##### Input material
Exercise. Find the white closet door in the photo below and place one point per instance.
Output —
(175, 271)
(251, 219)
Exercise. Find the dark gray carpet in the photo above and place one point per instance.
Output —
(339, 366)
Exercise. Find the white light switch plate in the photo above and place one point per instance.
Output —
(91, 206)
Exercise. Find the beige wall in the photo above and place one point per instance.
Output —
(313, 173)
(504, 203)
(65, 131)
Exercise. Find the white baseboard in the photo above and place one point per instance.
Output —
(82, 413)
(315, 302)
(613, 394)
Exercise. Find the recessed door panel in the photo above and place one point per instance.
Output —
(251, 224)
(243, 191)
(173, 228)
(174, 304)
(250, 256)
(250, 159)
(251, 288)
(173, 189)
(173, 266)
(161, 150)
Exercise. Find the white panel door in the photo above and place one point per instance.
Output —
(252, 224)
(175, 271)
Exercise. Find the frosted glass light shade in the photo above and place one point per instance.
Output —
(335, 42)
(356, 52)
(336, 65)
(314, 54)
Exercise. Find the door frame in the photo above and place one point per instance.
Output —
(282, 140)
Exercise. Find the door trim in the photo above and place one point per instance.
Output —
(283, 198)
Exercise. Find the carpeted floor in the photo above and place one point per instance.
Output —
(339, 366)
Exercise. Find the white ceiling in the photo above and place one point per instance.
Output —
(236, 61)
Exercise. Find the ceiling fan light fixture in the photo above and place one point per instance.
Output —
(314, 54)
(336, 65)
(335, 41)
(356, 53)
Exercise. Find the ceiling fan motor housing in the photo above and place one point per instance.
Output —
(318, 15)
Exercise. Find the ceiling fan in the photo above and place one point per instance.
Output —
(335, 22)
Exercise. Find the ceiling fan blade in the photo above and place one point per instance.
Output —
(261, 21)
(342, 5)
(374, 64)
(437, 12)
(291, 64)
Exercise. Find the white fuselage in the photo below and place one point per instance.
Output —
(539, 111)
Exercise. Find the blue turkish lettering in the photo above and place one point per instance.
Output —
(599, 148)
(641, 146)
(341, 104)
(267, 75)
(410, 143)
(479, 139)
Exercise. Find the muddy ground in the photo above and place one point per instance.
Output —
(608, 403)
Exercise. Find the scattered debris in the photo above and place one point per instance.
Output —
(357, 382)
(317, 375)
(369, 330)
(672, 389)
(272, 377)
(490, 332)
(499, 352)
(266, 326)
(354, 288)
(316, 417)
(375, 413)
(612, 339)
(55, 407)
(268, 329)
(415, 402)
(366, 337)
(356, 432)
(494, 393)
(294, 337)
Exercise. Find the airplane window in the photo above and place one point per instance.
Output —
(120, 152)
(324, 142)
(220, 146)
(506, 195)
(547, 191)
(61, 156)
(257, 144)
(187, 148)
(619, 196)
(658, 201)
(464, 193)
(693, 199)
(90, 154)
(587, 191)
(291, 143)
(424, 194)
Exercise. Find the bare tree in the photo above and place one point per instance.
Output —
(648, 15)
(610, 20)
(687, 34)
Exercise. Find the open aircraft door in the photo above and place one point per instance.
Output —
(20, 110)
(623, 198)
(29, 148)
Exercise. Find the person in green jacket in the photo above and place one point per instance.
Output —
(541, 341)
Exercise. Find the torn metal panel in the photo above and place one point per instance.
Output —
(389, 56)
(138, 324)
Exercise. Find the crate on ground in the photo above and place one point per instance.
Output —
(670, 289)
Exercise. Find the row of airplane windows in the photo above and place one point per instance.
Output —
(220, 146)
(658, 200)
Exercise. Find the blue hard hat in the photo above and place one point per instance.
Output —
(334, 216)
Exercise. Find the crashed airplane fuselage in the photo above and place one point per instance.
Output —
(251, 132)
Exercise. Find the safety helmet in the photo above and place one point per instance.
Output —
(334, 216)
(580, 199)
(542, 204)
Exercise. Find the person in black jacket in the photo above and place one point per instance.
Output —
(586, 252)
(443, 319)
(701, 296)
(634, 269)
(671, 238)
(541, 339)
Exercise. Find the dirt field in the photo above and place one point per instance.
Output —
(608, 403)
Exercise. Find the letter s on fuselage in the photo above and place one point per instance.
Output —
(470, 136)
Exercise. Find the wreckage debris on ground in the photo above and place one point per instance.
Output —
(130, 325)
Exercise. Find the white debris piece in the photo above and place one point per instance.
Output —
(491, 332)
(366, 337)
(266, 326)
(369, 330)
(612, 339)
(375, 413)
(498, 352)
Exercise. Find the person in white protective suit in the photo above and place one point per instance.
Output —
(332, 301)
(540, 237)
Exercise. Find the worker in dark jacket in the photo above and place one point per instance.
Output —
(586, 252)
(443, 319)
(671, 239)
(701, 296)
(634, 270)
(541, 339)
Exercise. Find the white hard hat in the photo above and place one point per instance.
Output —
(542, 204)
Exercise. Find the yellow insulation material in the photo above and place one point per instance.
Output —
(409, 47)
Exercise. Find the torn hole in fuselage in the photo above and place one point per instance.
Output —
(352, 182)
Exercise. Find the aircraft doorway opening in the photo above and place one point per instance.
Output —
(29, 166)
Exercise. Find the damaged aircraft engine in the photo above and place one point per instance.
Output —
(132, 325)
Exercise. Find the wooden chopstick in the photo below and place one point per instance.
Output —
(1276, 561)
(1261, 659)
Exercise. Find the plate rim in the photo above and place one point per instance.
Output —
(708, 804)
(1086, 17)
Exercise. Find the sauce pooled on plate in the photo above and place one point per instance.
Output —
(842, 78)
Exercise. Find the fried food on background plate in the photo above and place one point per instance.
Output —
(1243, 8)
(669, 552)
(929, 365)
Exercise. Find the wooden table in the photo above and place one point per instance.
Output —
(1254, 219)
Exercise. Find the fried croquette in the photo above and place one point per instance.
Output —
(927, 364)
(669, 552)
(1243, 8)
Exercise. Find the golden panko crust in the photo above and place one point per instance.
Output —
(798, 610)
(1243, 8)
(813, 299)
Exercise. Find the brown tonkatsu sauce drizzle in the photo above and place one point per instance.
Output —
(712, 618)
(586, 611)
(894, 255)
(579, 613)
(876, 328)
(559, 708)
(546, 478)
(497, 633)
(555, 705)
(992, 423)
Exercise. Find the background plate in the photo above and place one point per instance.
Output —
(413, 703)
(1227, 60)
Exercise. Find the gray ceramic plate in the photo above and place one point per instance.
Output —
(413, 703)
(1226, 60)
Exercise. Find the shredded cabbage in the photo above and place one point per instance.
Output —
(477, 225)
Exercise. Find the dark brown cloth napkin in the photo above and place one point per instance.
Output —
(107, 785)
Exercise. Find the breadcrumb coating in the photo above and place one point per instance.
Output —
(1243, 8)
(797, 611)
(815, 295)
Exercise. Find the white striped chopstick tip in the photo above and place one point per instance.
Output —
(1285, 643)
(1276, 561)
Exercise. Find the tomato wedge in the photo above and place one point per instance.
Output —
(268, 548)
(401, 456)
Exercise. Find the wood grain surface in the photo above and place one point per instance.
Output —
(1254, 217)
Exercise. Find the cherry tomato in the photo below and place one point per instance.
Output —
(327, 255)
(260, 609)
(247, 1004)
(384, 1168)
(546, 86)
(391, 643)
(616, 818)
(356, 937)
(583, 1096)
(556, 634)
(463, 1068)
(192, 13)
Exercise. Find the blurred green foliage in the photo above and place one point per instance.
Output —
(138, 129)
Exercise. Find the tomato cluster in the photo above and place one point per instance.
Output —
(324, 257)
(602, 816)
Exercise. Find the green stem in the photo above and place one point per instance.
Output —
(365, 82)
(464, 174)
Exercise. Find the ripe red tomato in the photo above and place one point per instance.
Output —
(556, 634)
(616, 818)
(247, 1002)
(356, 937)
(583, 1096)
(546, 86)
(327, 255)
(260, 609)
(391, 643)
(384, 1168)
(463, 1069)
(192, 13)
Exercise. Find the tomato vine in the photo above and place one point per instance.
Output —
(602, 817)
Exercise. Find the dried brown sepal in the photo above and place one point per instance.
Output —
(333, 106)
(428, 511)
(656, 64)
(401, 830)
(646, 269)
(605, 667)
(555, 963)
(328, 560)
##########
_Work item_
Filter the preceding entries down to the lines with "torn".

_Answer below_
Exercise. Find the torn metal panel in the photo above and place one point per instance.
Exercise. Find the torn hole in fuselage in the photo above and place one point per instance.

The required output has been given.